ASSIGNMENT. Set down every entry below exactly as it stands.

AVAILABLE DATA.
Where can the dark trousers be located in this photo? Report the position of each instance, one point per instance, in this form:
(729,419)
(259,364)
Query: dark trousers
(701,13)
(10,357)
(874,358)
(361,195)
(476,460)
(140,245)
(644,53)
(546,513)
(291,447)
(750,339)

OUTPUT FOR THIS TASK.
Where can the dark trousers be located in this photo? Report the position of each instance, one point per instance, in this form:
(729,419)
(259,364)
Query: dark trousers
(701,13)
(10,357)
(874,358)
(361,195)
(476,460)
(140,245)
(644,53)
(546,513)
(291,447)
(750,339)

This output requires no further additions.